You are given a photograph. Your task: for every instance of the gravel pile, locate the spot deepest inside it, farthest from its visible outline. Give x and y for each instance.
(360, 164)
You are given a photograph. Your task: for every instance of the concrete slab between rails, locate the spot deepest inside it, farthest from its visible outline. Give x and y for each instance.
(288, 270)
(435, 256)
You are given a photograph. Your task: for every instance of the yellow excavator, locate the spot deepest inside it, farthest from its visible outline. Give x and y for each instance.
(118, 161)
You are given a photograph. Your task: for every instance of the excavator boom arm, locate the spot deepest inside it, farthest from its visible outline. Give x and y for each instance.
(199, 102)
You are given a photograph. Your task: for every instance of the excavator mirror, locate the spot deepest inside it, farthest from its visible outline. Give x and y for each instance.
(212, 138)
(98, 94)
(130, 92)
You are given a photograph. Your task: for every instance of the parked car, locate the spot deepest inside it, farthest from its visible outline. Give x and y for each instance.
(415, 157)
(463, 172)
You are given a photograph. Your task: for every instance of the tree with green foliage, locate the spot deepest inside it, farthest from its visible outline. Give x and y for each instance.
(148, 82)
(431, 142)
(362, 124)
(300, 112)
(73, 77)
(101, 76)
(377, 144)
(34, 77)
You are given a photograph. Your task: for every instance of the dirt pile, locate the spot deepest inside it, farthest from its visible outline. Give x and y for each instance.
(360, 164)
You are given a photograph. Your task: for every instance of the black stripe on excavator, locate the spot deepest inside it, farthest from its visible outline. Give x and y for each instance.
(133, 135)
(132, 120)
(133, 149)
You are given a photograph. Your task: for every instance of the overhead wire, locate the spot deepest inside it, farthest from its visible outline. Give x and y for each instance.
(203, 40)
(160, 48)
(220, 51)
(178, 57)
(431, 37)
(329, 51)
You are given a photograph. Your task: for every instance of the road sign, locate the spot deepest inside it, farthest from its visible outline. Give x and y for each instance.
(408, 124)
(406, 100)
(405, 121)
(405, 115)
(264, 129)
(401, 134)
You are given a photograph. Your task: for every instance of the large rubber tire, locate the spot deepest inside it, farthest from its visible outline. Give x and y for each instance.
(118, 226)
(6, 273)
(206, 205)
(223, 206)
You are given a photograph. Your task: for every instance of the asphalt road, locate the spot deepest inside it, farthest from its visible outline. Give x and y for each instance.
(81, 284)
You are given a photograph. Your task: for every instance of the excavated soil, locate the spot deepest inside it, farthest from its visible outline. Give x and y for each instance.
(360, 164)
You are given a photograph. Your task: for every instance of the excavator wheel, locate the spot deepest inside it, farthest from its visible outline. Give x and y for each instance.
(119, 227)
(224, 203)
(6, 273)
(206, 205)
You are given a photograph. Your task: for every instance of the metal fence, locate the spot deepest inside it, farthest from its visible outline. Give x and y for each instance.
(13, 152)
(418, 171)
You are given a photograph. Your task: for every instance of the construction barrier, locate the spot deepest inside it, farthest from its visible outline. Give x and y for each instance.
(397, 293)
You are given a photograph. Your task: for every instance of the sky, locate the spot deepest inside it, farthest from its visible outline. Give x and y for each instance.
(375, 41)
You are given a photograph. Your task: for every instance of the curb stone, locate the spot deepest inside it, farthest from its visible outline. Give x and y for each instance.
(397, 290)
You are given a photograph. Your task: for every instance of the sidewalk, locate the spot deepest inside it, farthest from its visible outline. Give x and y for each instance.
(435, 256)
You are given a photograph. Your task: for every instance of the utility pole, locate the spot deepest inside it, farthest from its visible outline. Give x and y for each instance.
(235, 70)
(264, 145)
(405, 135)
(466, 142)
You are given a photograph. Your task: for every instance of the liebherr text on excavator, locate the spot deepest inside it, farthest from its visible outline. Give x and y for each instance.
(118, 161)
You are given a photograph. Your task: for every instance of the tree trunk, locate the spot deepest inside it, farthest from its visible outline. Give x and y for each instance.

#####

REQUIRED ACTION -
The complete listing is needed again, with each line reproduced exactly.

ANSWER TO THE EXERCISE -
You are given a photograph. Your task: for every instance of the gravel pile, locate the spot deepest inside it, farthest from its visible outline. Give x and y for each instance.
(360, 164)
You are given a photograph. Your task: for every instance of the concrete slab between rails, locate the spot deepest inside it, farthest from its visible outline. Give x and y for each instance.
(288, 270)
(435, 256)
You are given a photograph. Your task: for every instance of the yellow excavator, locate the spot deepest inside it, farthest from its visible outline. Give x and y for each instance.
(118, 161)
You are given a photograph. Your task: for every instance of the excavator boom arm, locate the spot deepest inside it, farthest from its visible outline. Give x and y for each instance.
(199, 102)
You are given a photograph. Your task: for every instance of the excavator mirror, locate the spot deepest inside it, farthest from its visible outline. Give x and y for each instance.
(212, 138)
(98, 94)
(130, 92)
You are given a photograph. Your task: for every instance of the parked car, locate the spot deepest inside it, farthest from its visible outline. Give x and y for each instance.
(415, 157)
(463, 172)
You are given a photograph. Your task: for every instance of the tree with green foliage, locate the spot deepest inside it, farthest from its visible outline. Give x and y for each instance.
(148, 82)
(431, 142)
(362, 124)
(300, 112)
(73, 77)
(101, 76)
(377, 144)
(34, 77)
You are given a photograph. Your task: for every instance of the dirt pile, locate the spot deepest inside it, farthest from its visible outline. Give x and y for each instance.
(360, 164)
You are given a photograph. Your task: for every instance of the black stripe on excavator, locate the spot deepest inside it, farthest from its visible outline. Give x and y for each instance.
(133, 135)
(132, 120)
(133, 149)
You are given a photograph. Your task: for every instance of the overhead wire, locate the spot deepest inside it, farthest from its visible outline. Give x and y for each instance.
(203, 40)
(160, 48)
(220, 51)
(178, 57)
(431, 37)
(329, 51)
You are given a photograph. Your task: for every instance of the road sign, locate the spot deepest inside it, farthest from its visible outline. Give x and y for each instance.
(408, 124)
(406, 100)
(405, 121)
(405, 115)
(264, 129)
(401, 134)
You are given a photograph. Your task: for every instance of the large rubber tire, locate the spot deepest inside it, farthest from its visible outline. Give x and y for each instance.
(118, 226)
(6, 273)
(206, 205)
(223, 206)
You are given a photograph. Your task: for every instance of the asphalt road, locate the spot deepest inside it, farthest from its visible outline. Give x and y for each instance.
(81, 284)
You are given a photograph. Your task: for every instance of the excavated soil, locate the spot deepest inside it, farthest from its visible outline. Give x and y for each instance.
(360, 164)
You are given a photograph. Your task: for every instance of the excavator wheel, locate the spot deepest inside it, farthest from its visible outline. Give x and y for each instance.
(119, 227)
(224, 203)
(6, 273)
(206, 205)
You are given a photograph. Your task: for every instance of the metal fence, locate the spot deepest inside it, farthest from its visible outline. Give x and y for each instance.
(13, 152)
(418, 171)
You are given a photograph. Your task: for every instance of the construction barrier, locate the spot deepest inside it, farthest from its visible outline. Give x and y for each instance.
(397, 293)
You are given a photograph. Your task: for every instance of the sky, locate the spot deepest inside it, farthest from its visible outline. Give x and y for each instance.
(375, 41)
You are given a photograph. Your task: for every instance of the curb stone, locate the spot deepest inside it, farthest from its visible outline. Give x and y for each instance.
(397, 290)
You are given a photograph. Your task: for every instance of the sidewalk, locate the spot deepest inside it, farthest from its visible outline. Give x and y for each instance.
(435, 256)
You are given a photograph. Your task: for every instance of the utility pole, locate the spot deepest inside it, farthest from its visible outline. Give x and y for each instance.
(235, 70)
(264, 145)
(405, 135)
(466, 142)
You are given a photograph. Your task: for every instance of the liebherr text on excavator, locate the spot deepest inside it, farthest from its visible outline. Give x and y for each instance.
(118, 161)
You are given a photograph. Your task: for every instance of the tree trunk, locate the spot deepest inside it, farthest from its visible outline. Give x and y for each instance.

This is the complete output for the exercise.